## About this exercise
Take every record and write it out again exactly, with no images included.

Point localization data
[Start of section]

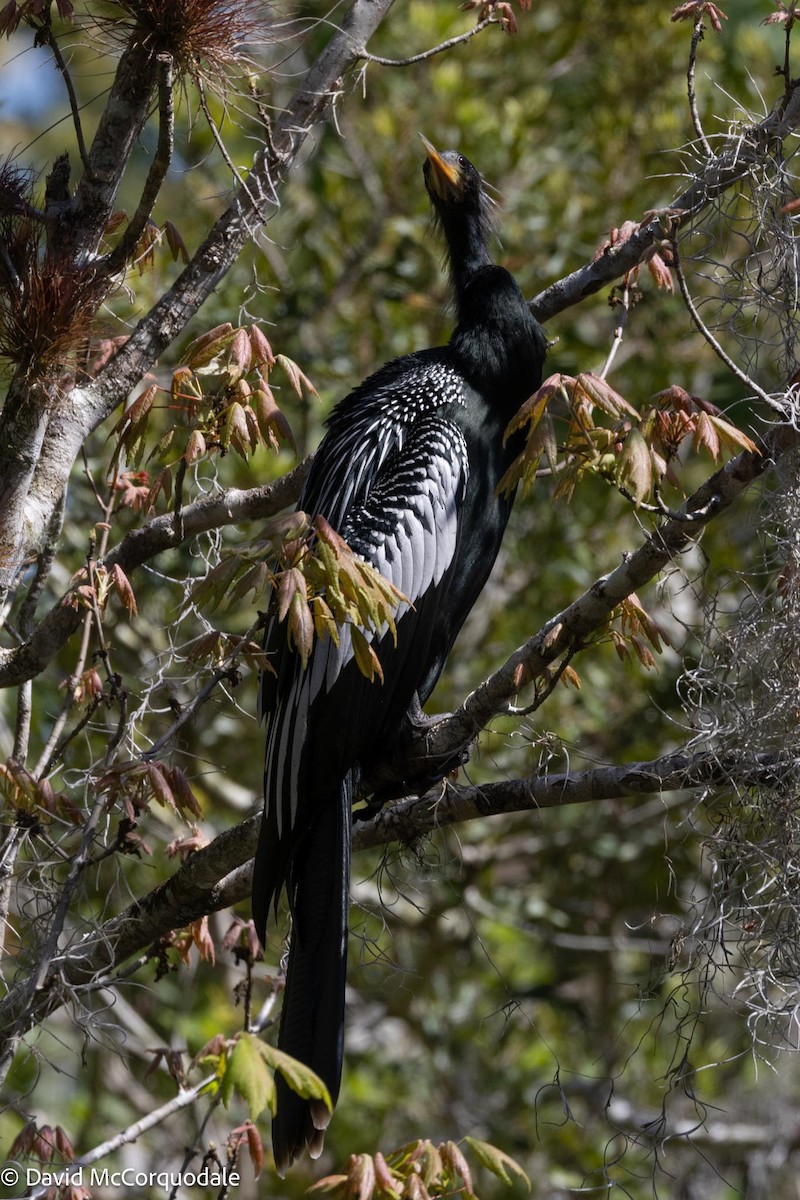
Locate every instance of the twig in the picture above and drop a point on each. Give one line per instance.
(56, 754)
(22, 724)
(224, 672)
(697, 37)
(47, 37)
(428, 54)
(54, 747)
(711, 340)
(134, 1131)
(543, 694)
(223, 150)
(619, 331)
(116, 259)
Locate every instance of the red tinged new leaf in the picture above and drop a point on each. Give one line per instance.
(175, 243)
(196, 447)
(301, 627)
(600, 394)
(124, 589)
(293, 582)
(240, 355)
(254, 1149)
(705, 436)
(202, 939)
(263, 354)
(635, 468)
(698, 9)
(296, 378)
(161, 789)
(204, 349)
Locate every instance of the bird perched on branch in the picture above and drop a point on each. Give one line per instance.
(407, 474)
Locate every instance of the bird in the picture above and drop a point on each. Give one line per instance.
(408, 474)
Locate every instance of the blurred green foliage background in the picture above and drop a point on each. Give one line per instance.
(528, 979)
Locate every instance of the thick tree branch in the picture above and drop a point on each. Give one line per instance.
(220, 875)
(84, 408)
(567, 633)
(25, 661)
(733, 163)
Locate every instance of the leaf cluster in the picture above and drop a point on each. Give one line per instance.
(220, 400)
(317, 587)
(420, 1171)
(607, 437)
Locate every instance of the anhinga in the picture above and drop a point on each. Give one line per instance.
(407, 474)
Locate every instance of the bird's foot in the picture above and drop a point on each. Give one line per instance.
(405, 769)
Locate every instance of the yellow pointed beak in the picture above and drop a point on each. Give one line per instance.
(445, 178)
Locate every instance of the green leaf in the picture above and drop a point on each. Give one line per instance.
(301, 1079)
(635, 467)
(248, 1075)
(497, 1161)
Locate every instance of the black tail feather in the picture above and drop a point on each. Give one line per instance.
(312, 1019)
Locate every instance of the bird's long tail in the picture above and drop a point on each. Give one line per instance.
(312, 1019)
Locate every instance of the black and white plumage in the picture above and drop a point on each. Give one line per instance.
(407, 474)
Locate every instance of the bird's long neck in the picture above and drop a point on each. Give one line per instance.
(467, 252)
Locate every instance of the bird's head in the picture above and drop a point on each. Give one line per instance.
(461, 204)
(449, 177)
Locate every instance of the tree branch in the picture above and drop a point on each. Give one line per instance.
(733, 163)
(80, 411)
(569, 630)
(25, 661)
(220, 875)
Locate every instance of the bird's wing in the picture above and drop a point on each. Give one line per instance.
(323, 719)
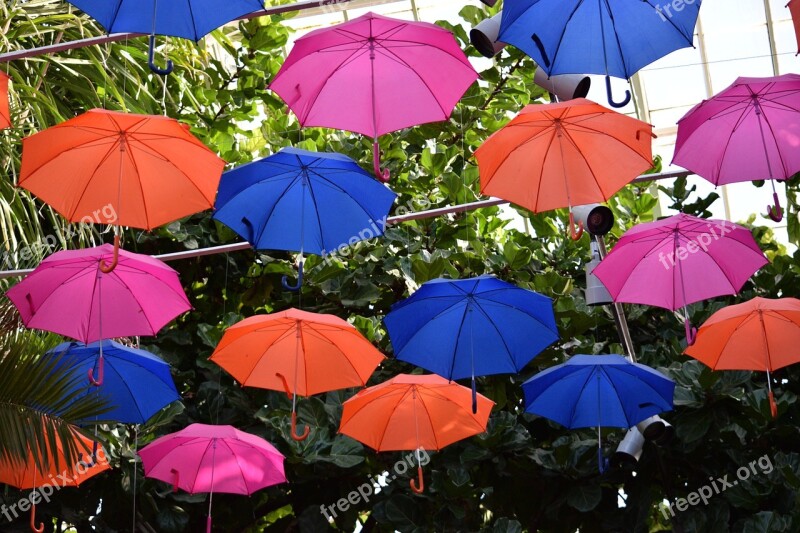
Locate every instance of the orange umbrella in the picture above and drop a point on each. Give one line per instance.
(761, 334)
(564, 154)
(5, 115)
(298, 352)
(413, 412)
(125, 169)
(28, 476)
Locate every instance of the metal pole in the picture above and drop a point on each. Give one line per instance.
(430, 213)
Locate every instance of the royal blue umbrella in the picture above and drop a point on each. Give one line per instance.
(301, 201)
(190, 19)
(611, 37)
(134, 382)
(471, 327)
(598, 390)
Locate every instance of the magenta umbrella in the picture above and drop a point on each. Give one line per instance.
(69, 293)
(680, 260)
(749, 131)
(374, 75)
(206, 458)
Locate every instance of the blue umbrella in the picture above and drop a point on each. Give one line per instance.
(303, 201)
(190, 19)
(598, 390)
(611, 37)
(135, 382)
(471, 327)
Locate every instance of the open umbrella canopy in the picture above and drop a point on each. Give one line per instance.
(135, 383)
(374, 75)
(5, 115)
(749, 131)
(69, 294)
(760, 334)
(611, 37)
(564, 154)
(471, 327)
(598, 390)
(296, 200)
(125, 169)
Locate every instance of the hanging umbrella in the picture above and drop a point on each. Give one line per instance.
(471, 327)
(564, 154)
(190, 19)
(206, 458)
(28, 476)
(298, 352)
(303, 201)
(610, 37)
(5, 114)
(761, 334)
(413, 412)
(69, 293)
(137, 383)
(749, 131)
(598, 390)
(107, 167)
(374, 75)
(680, 260)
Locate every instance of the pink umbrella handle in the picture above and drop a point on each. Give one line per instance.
(691, 332)
(177, 480)
(298, 436)
(35, 529)
(418, 487)
(573, 233)
(106, 268)
(774, 211)
(382, 175)
(99, 381)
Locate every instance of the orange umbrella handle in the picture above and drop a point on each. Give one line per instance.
(295, 435)
(285, 385)
(105, 268)
(418, 488)
(382, 175)
(575, 234)
(773, 407)
(35, 529)
(99, 381)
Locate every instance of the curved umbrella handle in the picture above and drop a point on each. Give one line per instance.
(177, 480)
(420, 485)
(106, 268)
(35, 529)
(382, 175)
(773, 406)
(691, 332)
(296, 286)
(298, 437)
(611, 100)
(99, 381)
(775, 212)
(151, 59)
(576, 235)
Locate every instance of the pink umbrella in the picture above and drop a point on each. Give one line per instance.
(374, 75)
(205, 458)
(679, 260)
(750, 131)
(69, 293)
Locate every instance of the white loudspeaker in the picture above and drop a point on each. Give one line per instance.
(484, 36)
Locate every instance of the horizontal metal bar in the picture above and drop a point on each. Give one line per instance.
(115, 37)
(430, 213)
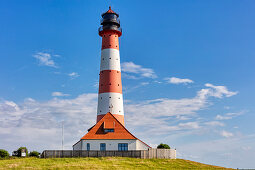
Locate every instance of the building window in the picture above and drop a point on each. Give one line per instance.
(88, 146)
(122, 146)
(102, 146)
(108, 130)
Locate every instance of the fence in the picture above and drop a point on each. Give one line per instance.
(151, 153)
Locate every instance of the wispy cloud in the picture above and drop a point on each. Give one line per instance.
(33, 122)
(59, 94)
(130, 67)
(228, 116)
(214, 123)
(175, 80)
(220, 91)
(226, 134)
(73, 75)
(45, 59)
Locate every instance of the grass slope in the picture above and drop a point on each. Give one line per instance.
(101, 163)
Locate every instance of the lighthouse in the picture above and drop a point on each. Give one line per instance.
(110, 98)
(109, 133)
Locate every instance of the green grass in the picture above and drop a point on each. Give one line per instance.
(101, 163)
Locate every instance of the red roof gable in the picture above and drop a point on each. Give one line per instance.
(108, 121)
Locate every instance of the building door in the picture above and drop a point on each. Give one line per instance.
(102, 146)
(88, 146)
(123, 147)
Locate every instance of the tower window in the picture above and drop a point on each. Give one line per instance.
(88, 146)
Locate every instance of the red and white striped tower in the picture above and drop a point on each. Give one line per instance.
(110, 97)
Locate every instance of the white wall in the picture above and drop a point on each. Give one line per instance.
(141, 146)
(133, 144)
(77, 146)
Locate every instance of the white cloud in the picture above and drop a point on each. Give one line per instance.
(226, 134)
(73, 75)
(219, 91)
(58, 94)
(130, 67)
(215, 91)
(214, 123)
(35, 122)
(175, 80)
(45, 59)
(228, 116)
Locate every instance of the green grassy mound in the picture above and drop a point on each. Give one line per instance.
(101, 163)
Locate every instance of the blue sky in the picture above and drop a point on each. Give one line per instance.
(188, 74)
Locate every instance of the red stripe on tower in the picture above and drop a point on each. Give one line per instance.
(110, 97)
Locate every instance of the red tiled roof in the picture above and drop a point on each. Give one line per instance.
(108, 121)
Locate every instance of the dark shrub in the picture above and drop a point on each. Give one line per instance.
(34, 153)
(4, 153)
(163, 146)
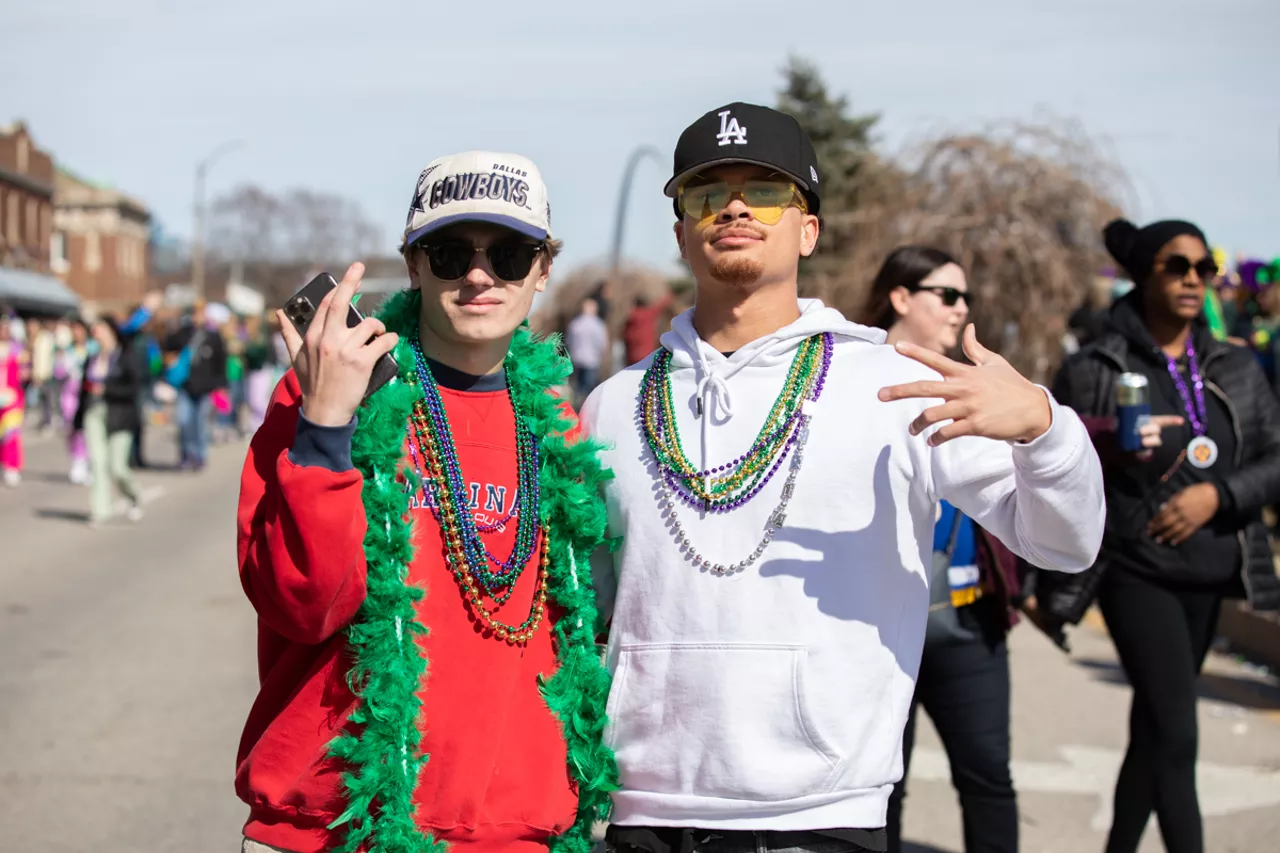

[End of section]

## Your response
Locate every instance of the twig in the picture above and drop a point on each. Give one line per instance.
(56, 754)
(22, 724)
(224, 672)
(697, 37)
(47, 37)
(428, 54)
(54, 747)
(711, 340)
(134, 1131)
(543, 694)
(223, 150)
(619, 331)
(116, 259)
Locate every instance of the red tinged new leaf in the picture above and drop a point on each. Give one line per instance.
(175, 243)
(196, 447)
(301, 627)
(600, 394)
(124, 589)
(293, 582)
(240, 355)
(254, 1149)
(705, 436)
(202, 939)
(263, 354)
(635, 468)
(698, 9)
(296, 378)
(161, 789)
(204, 349)
Locate every instance of the bird perched on branch in the picture above and drop a point on each. Give one line per instance.
(407, 474)
Locate every instance of the bird in the picture above and drop a point on each. Give one line per instance.
(408, 474)
Locate every instance of the blurred green foliage background in the picture above and drop a point on each. Give one line per instance.
(528, 979)
Locate every instance of the thick tree branch in the picture above and drop a point on each. Give one line per instance.
(220, 875)
(84, 408)
(567, 633)
(25, 661)
(733, 163)
Locate every instance of the leaf cluster in the picture above and drop a point on each. Give one line per instance.
(220, 400)
(317, 587)
(420, 1171)
(607, 437)
Locate every instance of the anhinga in the picture above and drop a point on each. Give one line per instance.
(407, 474)
Locate every instance of the bird's foot in the picture above and drop a point on each. Give one line per instance.
(405, 769)
Locate every instance of the yellow pointed beak in the picture above and drop a point on each. Give one line per instance.
(445, 178)
Locate every instance of the green leaf in the picture above and drop a point on each. Give one line per instance.
(301, 1079)
(635, 467)
(248, 1075)
(497, 1161)
Locate every instance of the black tail feather in the picture above and drop a point on each. Give one line per instance.
(312, 1019)
Locate every instance of the bird's long tail in the picture above and drop a point on each. Give one line per instance.
(312, 1019)
Locate every instance of the black and white plumage in the picture above and drop a point on each. Give one line per instance.
(407, 474)
Locate every instance of the bird's long neck in the picture above and drop a point on each. Give one line per instance.
(467, 252)
Locate every instance of the bird's head in the picture above and drop a point on each. Give one line per instance.
(461, 204)
(449, 177)
Locate every instance of the tree branch in the picture above and drop a point on each. Give one line per instance.
(733, 163)
(80, 411)
(569, 630)
(25, 661)
(220, 875)
Locate every instance of the bird's wing in the picture above and drop a point on each. Give one line per instance.
(323, 719)
Locate every instance of the orange umbrella in the picture above and drop a point on each. Give one line per instance.
(761, 334)
(564, 154)
(5, 115)
(298, 352)
(413, 412)
(125, 169)
(28, 476)
Locate every instance of the metal pole in the picture above and drop a point on each. Give one line per instance.
(430, 213)
Locate every instance of the royal blue umbrella in the picture above and drop a point on each. Give one line per instance.
(301, 201)
(190, 19)
(611, 37)
(134, 382)
(471, 327)
(598, 390)
Locate every instance of the magenta umbrella in the picture above and drop a point on each. Give one line per instance.
(69, 293)
(680, 260)
(749, 131)
(374, 75)
(206, 458)
Locate every instance of the blue umbrella in the picture above and drop a point on each. Give one line per instance.
(303, 201)
(190, 19)
(598, 390)
(611, 37)
(135, 382)
(471, 327)
Locate every instance of the open umbrella canopy in the picture above and drop a point on each. Give one line per instance.
(135, 383)
(374, 75)
(5, 115)
(749, 131)
(69, 294)
(760, 334)
(611, 37)
(564, 154)
(471, 327)
(598, 390)
(296, 200)
(125, 169)
Locate every instance of the hanging umbrella in the picture above and drop a point on each. Give one line per instance.
(471, 327)
(564, 154)
(190, 19)
(206, 458)
(28, 476)
(298, 352)
(303, 201)
(610, 37)
(5, 114)
(761, 334)
(413, 412)
(69, 293)
(137, 383)
(749, 131)
(598, 390)
(107, 167)
(374, 75)
(680, 260)
Locate every instance of the pink umbrella handle in the picture above and drop a point on each. Give one line per instance.
(691, 332)
(177, 480)
(298, 436)
(35, 529)
(418, 487)
(573, 233)
(106, 268)
(774, 211)
(382, 175)
(99, 381)
Locate every instance of the orange umbrella handle in the picture above and drop a point on each. Give one line per instance.
(295, 435)
(285, 385)
(105, 268)
(418, 488)
(382, 175)
(575, 234)
(773, 407)
(35, 529)
(99, 381)
Locate every instance of the curved umbrella handle in the picture above and drop a point on each. Give one line per instance.
(177, 480)
(420, 485)
(106, 268)
(35, 529)
(382, 175)
(773, 406)
(691, 332)
(296, 286)
(298, 437)
(611, 100)
(99, 381)
(775, 212)
(151, 59)
(576, 235)
Locate every instance of the pink umbrella in the picture above and drop a point on each. Give one line per instance.
(374, 75)
(205, 458)
(679, 260)
(750, 131)
(69, 293)
Locate every instance of the white loudspeaker in the picture above and drop a point on each. Give one line per instance.
(484, 36)
Locate every instance of the horizontal metal bar in the picture above and drop a point on each. Give one line per instance.
(115, 37)
(430, 213)
Locate every instance of the building window in the picture above and drop a point on each. Give one line per instance.
(88, 146)
(122, 146)
(102, 146)
(108, 130)
Locate every instance of the fence in the picture above and drop a point on each. Give one line per instance.
(151, 153)
Locate every instance of the wispy cloud in the picture above and drop a point on each. Give one line per instance.
(33, 122)
(59, 94)
(130, 67)
(228, 116)
(214, 123)
(175, 80)
(220, 91)
(226, 134)
(73, 75)
(45, 59)
Locate every instance of the grass slope in the picture above and drop a point on each. Give one line per instance.
(101, 163)
Locate every instance of the lighthouse in the picture above and drop a point on each. Give one line per instance.
(110, 98)
(109, 133)
Locate every instance of the green grass in the picture above and drop a point on each. Give one line per instance.
(101, 163)
Locate every instance of the red roof gable in the picture above and drop a point on each. Give one line per instance.
(108, 121)
Locate every instance of the building door in the picture above and drop a point on each. Give one line per instance.
(102, 146)
(88, 146)
(123, 147)
Locate every instance of the tower window in the picture above and drop a point on each. Give one line per instance.
(88, 146)
Locate every instance of the red and white striped tower in the picture above and drop a point on each. Give one line per instance.
(110, 97)
Locate every instance of the white wall in the picture above and drop a point on each. Give one line per instance.
(141, 146)
(133, 144)
(77, 146)
Locate every instance of the white cloud in the picture above and drop a point on each. Give one line per instance.
(226, 134)
(73, 75)
(219, 91)
(58, 94)
(130, 67)
(215, 91)
(214, 123)
(35, 122)
(175, 80)
(45, 59)
(228, 116)
Locate every instance of the green grassy mound in the picture above and drop a point on each. Give one line per instance.
(101, 163)
Locate every instance of the blue sky in the picture above and drop a point on each. Give one line per instance.
(188, 74)
Locate every instance of the red stripe on tower in the picture above and drop a point on each. Give one line per instance.
(110, 97)
Locate every instance of the red tiled roof in the picture above and drop a point on each. Give one line per instance.
(108, 121)
Locate every instance of the dark shrub in the picture above and drop a point on each. Give one line per instance.
(34, 153)
(4, 153)
(163, 146)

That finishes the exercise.